Saved entries
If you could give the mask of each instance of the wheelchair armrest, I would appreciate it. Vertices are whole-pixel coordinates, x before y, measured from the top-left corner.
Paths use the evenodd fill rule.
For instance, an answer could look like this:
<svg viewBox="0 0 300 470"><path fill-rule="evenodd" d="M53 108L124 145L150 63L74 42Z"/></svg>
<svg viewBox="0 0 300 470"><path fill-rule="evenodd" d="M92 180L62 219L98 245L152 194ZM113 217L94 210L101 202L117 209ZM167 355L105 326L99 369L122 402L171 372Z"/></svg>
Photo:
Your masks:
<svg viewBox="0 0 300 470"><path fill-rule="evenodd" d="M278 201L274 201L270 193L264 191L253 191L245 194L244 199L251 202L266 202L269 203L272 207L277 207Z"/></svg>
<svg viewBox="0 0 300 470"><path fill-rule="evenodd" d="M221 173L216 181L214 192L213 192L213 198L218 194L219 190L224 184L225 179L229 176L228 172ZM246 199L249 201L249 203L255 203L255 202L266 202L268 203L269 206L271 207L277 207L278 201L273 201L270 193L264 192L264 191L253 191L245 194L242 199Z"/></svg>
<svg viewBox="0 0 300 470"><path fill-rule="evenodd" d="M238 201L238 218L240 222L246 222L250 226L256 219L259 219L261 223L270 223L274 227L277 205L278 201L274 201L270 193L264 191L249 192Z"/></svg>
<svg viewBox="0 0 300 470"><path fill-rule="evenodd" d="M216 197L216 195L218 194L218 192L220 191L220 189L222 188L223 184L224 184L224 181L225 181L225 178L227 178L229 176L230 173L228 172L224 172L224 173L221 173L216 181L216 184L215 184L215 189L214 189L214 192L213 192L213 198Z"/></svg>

EXERCISE DIRECTIONS — An exact copy of every record is required.

RESULT —
If you could give the mask of each instance of the wheelchair armrest, I would appreciate it. Vertices are whole-pixel coordinates, x before y, measured from the top-left corner.
Paths use the evenodd fill rule.
For instance, an answer could look like this:
<svg viewBox="0 0 300 470"><path fill-rule="evenodd" d="M53 108L124 145L150 63L74 42Z"/></svg>
<svg viewBox="0 0 300 470"><path fill-rule="evenodd" d="M92 180L62 219L98 245L152 194ZM113 217L94 210L101 202L117 209ZM167 355L105 326L99 369L122 402L171 372Z"/></svg>
Photo:
Your masks:
<svg viewBox="0 0 300 470"><path fill-rule="evenodd" d="M278 201L274 201L270 193L264 191L253 191L245 194L244 199L251 202L266 202L269 203L272 207L277 207Z"/></svg>
<svg viewBox="0 0 300 470"><path fill-rule="evenodd" d="M221 173L216 181L214 192L213 192L213 198L218 194L219 190L224 184L225 179L229 176L228 172ZM246 199L249 201L249 203L255 203L255 202L266 202L268 203L269 206L271 207L277 207L278 201L273 201L270 193L264 192L264 191L253 191L245 194L242 199Z"/></svg>
<svg viewBox="0 0 300 470"><path fill-rule="evenodd" d="M238 201L238 218L240 222L246 222L250 226L256 219L259 219L261 223L270 223L274 227L277 205L278 201L274 201L270 193L264 191L249 192Z"/></svg>
<svg viewBox="0 0 300 470"><path fill-rule="evenodd" d="M216 197L216 195L218 194L218 192L220 191L220 189L222 188L223 184L224 184L224 181L225 181L225 178L227 178L229 176L230 173L228 172L224 172L224 173L221 173L216 181L216 184L215 184L215 189L214 189L214 192L213 192L213 198Z"/></svg>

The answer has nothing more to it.